WORK TO BE COMPLETED: Find each line in the material below that contains the string "boat", counting case, and copy those lines out.
— start —
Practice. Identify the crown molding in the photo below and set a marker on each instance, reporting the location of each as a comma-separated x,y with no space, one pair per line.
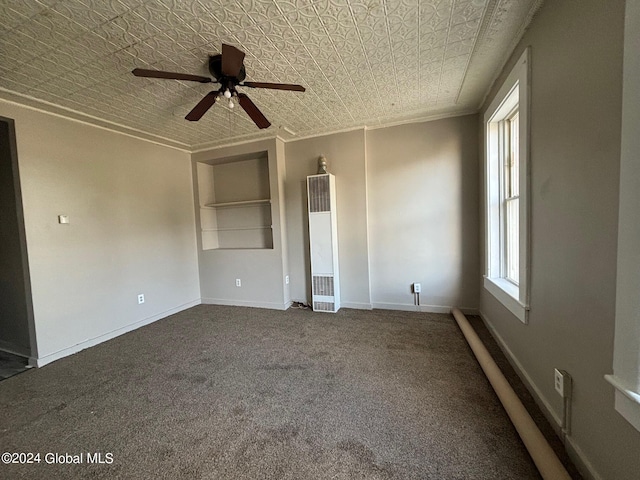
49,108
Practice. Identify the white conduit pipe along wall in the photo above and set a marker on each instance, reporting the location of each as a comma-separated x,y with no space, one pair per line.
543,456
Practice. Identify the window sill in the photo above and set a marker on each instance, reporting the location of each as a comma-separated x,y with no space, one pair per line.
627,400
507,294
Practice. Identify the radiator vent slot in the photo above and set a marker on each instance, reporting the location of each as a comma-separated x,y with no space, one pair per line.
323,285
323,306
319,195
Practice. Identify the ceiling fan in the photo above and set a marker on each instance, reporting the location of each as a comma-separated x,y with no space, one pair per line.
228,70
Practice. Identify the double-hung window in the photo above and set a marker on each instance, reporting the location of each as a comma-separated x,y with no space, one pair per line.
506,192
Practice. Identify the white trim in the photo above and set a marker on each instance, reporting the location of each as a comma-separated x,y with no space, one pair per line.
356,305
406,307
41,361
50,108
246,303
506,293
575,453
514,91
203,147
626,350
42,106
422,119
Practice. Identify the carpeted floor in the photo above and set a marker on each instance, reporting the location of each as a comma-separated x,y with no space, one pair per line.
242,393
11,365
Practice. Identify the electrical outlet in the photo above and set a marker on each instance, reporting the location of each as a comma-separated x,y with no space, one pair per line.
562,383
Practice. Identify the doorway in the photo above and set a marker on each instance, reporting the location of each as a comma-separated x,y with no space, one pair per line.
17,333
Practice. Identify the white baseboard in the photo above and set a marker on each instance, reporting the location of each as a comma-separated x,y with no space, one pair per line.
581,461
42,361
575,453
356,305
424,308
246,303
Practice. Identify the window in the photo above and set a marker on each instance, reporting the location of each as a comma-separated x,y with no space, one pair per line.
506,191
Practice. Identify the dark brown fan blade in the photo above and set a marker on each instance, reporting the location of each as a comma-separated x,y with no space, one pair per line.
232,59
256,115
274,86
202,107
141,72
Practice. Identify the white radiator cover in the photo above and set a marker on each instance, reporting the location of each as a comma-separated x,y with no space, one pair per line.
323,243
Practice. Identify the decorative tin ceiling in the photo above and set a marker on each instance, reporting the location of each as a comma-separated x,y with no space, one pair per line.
— end —
— start —
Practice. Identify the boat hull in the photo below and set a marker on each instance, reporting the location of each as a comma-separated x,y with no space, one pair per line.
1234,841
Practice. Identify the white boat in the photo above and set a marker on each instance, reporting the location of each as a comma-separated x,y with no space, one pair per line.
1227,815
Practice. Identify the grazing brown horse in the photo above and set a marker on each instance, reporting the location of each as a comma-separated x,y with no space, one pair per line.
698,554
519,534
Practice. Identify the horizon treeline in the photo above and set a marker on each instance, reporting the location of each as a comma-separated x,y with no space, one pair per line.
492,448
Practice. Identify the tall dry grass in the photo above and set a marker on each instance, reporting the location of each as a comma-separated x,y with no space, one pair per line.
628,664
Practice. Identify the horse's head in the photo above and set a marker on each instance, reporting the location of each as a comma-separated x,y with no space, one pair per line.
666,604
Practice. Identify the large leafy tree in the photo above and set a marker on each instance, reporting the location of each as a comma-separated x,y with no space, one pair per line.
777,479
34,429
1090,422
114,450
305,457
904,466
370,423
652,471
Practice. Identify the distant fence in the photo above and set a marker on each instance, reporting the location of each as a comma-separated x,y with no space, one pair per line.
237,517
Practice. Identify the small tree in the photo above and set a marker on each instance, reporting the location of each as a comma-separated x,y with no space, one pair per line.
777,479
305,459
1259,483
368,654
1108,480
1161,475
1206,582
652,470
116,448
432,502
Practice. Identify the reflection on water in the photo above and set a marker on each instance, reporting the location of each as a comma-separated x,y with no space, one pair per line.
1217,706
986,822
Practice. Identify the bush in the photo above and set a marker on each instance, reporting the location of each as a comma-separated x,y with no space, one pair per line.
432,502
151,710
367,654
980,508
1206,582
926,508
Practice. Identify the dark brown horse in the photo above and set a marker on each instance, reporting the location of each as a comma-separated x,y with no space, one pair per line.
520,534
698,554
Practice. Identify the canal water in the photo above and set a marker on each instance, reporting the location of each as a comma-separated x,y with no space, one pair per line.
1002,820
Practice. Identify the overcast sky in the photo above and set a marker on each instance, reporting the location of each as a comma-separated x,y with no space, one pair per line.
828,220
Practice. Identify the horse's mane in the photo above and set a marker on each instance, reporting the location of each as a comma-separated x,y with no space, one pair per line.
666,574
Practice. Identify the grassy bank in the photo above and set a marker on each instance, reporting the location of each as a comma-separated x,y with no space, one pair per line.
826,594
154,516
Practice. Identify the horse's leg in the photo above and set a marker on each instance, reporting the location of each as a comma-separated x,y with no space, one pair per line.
— end —
RIGHT ANSWER:
Practice. Identify the boat hull in the photo below and set a marker on each instance, reporting the location of each as a comma-separated x,y with no space, one pair per line.
Practice. Identify the white boat in the photo above and set a marker on each instance, reporting the location of each as a comma-separated x,y with no space, one pair per line.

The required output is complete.